- WHAT NEEDS TO BE DONE
Reproduce the lines of the records below verbatim, from the line with "[locate] the suit" through the final line of the records.

* start DATASET ROWS *

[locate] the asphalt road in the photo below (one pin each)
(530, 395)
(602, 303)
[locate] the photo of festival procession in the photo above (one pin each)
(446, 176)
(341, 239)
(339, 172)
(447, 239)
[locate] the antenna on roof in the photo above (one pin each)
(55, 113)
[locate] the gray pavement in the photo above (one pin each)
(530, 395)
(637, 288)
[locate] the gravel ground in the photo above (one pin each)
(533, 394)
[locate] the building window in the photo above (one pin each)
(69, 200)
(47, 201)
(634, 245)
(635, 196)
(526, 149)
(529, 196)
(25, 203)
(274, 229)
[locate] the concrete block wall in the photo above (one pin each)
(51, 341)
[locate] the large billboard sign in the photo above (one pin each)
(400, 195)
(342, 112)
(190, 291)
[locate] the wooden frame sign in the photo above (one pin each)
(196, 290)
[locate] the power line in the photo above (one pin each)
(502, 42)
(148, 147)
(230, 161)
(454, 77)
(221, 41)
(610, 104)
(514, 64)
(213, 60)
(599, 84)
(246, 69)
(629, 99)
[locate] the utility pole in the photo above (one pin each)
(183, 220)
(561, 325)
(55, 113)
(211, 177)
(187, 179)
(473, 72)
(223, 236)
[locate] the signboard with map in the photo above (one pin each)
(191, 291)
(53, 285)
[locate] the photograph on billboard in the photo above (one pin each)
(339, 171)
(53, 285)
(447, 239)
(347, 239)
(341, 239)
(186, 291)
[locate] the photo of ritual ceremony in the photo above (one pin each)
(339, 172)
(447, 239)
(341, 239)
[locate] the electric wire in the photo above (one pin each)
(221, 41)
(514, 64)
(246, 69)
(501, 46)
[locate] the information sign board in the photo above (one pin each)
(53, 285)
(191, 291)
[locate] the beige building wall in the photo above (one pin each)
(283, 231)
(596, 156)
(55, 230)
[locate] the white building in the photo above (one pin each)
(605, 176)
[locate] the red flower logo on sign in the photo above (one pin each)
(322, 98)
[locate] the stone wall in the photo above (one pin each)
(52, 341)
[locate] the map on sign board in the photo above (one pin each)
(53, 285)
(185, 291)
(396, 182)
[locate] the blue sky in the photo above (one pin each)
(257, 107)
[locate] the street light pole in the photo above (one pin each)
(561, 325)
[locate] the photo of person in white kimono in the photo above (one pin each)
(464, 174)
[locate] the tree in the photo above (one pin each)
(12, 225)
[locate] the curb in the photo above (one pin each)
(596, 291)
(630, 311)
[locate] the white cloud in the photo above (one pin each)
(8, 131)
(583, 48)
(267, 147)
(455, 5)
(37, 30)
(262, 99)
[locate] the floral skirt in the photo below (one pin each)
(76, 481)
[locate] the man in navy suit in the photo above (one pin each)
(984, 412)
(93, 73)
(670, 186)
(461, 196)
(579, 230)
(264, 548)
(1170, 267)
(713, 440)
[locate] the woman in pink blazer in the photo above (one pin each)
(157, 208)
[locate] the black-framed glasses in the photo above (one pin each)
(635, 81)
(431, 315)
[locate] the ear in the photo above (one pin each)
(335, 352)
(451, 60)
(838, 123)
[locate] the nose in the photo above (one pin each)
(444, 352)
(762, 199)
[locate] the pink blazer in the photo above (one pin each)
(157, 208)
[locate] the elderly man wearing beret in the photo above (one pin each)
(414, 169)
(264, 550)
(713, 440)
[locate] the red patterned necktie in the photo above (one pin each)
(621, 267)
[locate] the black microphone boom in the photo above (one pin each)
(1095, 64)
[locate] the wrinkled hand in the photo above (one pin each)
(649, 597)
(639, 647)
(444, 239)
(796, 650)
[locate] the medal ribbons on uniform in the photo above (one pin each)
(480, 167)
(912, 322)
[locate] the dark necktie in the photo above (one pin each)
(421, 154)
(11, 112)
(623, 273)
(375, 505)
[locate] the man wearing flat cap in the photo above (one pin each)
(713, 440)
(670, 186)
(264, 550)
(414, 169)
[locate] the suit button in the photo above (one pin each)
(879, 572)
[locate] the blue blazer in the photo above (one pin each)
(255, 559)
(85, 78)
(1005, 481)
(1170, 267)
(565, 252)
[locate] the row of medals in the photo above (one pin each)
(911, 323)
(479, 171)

* end DATASET ROWS *

- FULL OUTPUT
[locate] the suit button in the photo above (one pin each)
(879, 572)
[locate] the blue blazer in the photo above (one pin each)
(255, 559)
(85, 78)
(1005, 481)
(1170, 267)
(565, 252)
[locate] the row of medals in the photo above (one pin each)
(911, 323)
(479, 171)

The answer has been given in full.